REQUIREMENT. Please reproduce the entries in full. Keep every character the same.

RECORDS SUPPLIED.

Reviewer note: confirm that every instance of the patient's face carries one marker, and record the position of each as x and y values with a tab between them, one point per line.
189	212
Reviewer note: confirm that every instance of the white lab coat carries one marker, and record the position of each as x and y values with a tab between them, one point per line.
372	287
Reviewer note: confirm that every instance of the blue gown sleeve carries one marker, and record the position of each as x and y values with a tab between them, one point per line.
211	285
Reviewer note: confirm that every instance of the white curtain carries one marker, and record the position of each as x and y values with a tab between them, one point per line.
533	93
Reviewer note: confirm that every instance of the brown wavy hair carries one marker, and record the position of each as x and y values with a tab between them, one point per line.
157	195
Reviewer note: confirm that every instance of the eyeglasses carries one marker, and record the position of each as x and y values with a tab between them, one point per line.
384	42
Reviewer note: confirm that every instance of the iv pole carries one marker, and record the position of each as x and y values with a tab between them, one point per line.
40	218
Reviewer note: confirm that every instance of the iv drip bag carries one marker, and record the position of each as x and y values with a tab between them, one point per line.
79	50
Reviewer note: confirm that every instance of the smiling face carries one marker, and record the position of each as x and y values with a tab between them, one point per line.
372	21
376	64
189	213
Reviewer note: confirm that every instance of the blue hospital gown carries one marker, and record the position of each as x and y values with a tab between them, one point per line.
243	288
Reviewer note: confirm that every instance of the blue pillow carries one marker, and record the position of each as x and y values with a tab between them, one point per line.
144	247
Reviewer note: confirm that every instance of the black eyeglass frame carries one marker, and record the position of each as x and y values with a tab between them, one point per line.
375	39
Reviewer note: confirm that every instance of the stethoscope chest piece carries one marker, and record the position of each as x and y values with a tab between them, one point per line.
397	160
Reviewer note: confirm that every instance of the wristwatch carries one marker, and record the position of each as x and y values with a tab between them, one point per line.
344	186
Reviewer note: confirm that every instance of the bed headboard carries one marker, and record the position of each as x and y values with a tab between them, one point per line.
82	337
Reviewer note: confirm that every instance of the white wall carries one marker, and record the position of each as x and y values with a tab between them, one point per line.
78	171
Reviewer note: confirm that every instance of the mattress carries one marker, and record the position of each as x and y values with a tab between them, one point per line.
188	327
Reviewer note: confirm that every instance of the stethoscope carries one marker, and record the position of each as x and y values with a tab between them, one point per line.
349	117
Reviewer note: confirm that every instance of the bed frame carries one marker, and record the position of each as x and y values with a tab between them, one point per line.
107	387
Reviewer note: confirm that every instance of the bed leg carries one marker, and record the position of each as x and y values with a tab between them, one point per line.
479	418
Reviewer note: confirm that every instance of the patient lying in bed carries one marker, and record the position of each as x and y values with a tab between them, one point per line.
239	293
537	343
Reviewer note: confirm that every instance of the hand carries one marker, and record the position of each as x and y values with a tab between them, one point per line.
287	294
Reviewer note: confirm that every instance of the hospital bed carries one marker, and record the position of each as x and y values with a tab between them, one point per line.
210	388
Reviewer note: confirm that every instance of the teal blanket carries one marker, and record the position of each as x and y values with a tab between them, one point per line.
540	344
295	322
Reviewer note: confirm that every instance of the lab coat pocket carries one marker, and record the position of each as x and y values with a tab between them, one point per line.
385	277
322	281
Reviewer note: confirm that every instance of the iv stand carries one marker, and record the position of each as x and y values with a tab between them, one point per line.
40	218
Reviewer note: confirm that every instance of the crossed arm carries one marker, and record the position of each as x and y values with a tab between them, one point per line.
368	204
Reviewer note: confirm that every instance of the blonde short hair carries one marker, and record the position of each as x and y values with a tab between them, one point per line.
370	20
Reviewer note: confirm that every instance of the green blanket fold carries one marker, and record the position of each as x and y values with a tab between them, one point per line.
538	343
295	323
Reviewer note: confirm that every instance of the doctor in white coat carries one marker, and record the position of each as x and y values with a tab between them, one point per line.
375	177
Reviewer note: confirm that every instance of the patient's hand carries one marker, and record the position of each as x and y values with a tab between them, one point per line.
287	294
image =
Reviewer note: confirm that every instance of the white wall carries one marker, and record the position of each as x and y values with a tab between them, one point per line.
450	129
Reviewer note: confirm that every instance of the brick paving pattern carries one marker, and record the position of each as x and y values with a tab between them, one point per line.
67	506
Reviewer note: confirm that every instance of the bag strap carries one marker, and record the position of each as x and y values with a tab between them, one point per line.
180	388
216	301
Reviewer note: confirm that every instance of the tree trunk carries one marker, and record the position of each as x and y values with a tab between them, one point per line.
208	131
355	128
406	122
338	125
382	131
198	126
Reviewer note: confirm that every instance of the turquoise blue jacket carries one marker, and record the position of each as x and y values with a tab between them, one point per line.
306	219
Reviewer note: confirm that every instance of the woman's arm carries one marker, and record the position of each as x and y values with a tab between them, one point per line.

COMPLETED EXERCISE.
Reviewer note: confirm that every instance of the patient's face carries one marker, and record the position of each as x and y values with a tab between them, one point per line.
189	212
Reviewer note: confirm that every instance of the white lab coat carries one marker, and record the position of each as x and y values with a tab between them, one point per line.
372	287
Reviewer note: confirm that every instance of the blue gown sleeve carries one marker, and record the position of each as x and y values with a tab between them, one point per line.
211	285
Reviewer note: confirm that every instance of the white curtain carries one marker, and record the position of each as x and y values with a tab between them, one point per line.
533	93
Reviewer note: confirm that every instance of the brown wavy hair carries one marker, and record the position of each as x and y values with a tab between them, one point per line.
157	195
Reviewer note: confirm that every instance of the eyeglasses carries one marker, and record the position of each as x and y values with a tab between them, one point per line.
384	42
Reviewer note: confirm that every instance of the iv pole carries one marker, and record the position of each as x and y values with a tab between them, one point per line.
40	218
Reviewer note: confirm that every instance of the iv drip bag carries one marker, and record the position of each as x and y values with a tab between them, one point per line.
79	50
Reviewer note: confirm that every instance of the smiling face carries one marker, and record the position of each as x and y values with a tab between them, one point per line.
372	21
376	64
189	213
Reviewer note: confirm that every instance of the blue hospital gown carries one marker, and record the position of each as x and y values with a tab between them, one point per line.
243	288
Reviewer note: confirm that every instance of the blue pillow carries one marker, and record the position of each as x and y values with a tab between them, one point per line.
144	247
Reviewer note: confirm that every instance of the black eyeglass frame carries one marker, and record the position of each as x and y values with a tab between them, one point per line.
375	39
Reviewer note: confirm that every instance of the stethoscope chest piece carries one marker, and record the position of each as x and y values with a tab between them, one point per line.
397	160
Reviewer note: confirm that every instance of the wristwatch carries one marker, and record the position of each as x and y values with a tab between them, one point per line.
344	186
Reviewer note: confirm that every instance of the bed headboard carries one marker, and record the position of each as x and y values with a tab between them, one point per line.
82	337
Reviewer note: confirm that every instance of the white wall carries one marker, and record the position of each as x and y values with a tab between them, one point per line.
78	171
Reviewer note: confirm that every instance of the mattress carries one marker, and record the position of each as x and y values with a tab between them, one point per line.
188	327
Reviewer note: confirm that every instance of the stethoscope carries one marker, and record the position of each as x and y values with a tab between them, one point per line.
349	117
Reviewer note: confirm that every instance of the bed frame carries one marker, and record the position of each as x and y values with a tab between them, one point per line.
107	387
Reviewer note: confirm that every instance of the bed leg carries one marker, and record the position of each as x and y values with a tab between them, one point per line.
479	418
Reviewer note: confirm that every instance of the patient lying in bed carries one marker, and record the position of each as x and y values with a tab between them, one point per line.
239	293
537	343
Reviewer note: confirm that every instance of the hand carries one marker, and record the position of each as x and y values with a tab between them, one point per line.
287	294
Reviewer note: confirm that every instance of the hospital bed carries one marker, and record the position of each as x and y values with a tab between them, one point per line.
210	388
Reviewer note: confirm that every instance of the teal blanket carries one marker, and record the position of each as x and y values with a tab between them, one point per line.
540	344
295	322
Reviewer note: confirm that every instance of the lab coat pocket carries one marker, and record the position of each as x and y values with a tab between them, one point per line.
385	277
322	281
Reviewer note: confirm that every instance of the iv stand carries one marker, and record the position of each as x and y values with a tab between them, one point per line.
40	218
Reviewer note: confirm that every instance of the crossed arm carries one marker, and record the position of each as x and y values with a tab between them, one point per line.
368	204
Reviewer note: confirm that every instance of the blonde short hair carries one marker, and record the position of each as x and y values with a tab between them, one point per line.
370	20
Reviewer note: confirm that every instance of the green blanket fold carries one marker, and record the position of each as x and y values with a tab between them, one point per line.
538	343
295	323
Reviewer note: confirm that every instance of the doctor in white coat carries one marker, and record the position of each as x and y values with a tab between them, one point per line.
375	177
Reviewer note: confirm that every instance of the patient's hand carries one marker, and record the position of each as x and y values with a tab between them, one point per line.
287	294
image =
Reviewer note: confirm that every instance of the white wall carries one marker, and record the position of each as x and y values with a tab between them, one point per line.
450	129
Reviewer note: confirm that every instance of the brick paving pattern carries one marker, and record the position of each as x and y values with a tab between them, one point per line.
67	506
Reviewer note: confirm that every instance of the bag strap carries one marker, and record the position of each as x and y values with a tab between them, one point per line.
180	388
216	301
Reviewer note: confirm that every instance of the tree trunk carries one marker, and record the position of each as x and y values with a tab between them, one point per line.
208	131
355	128
406	122
338	125
382	131
198	126
Reviewer note: confirm that every instance of the turquoise blue jacket carries one marker, and record the position of each as x and y values with a tab between them, one point per line.
306	219
Reviewer note: confirm that every instance of the woman's arm carries one marker, and record the position of each as x and y values with a tab between them, one point per line.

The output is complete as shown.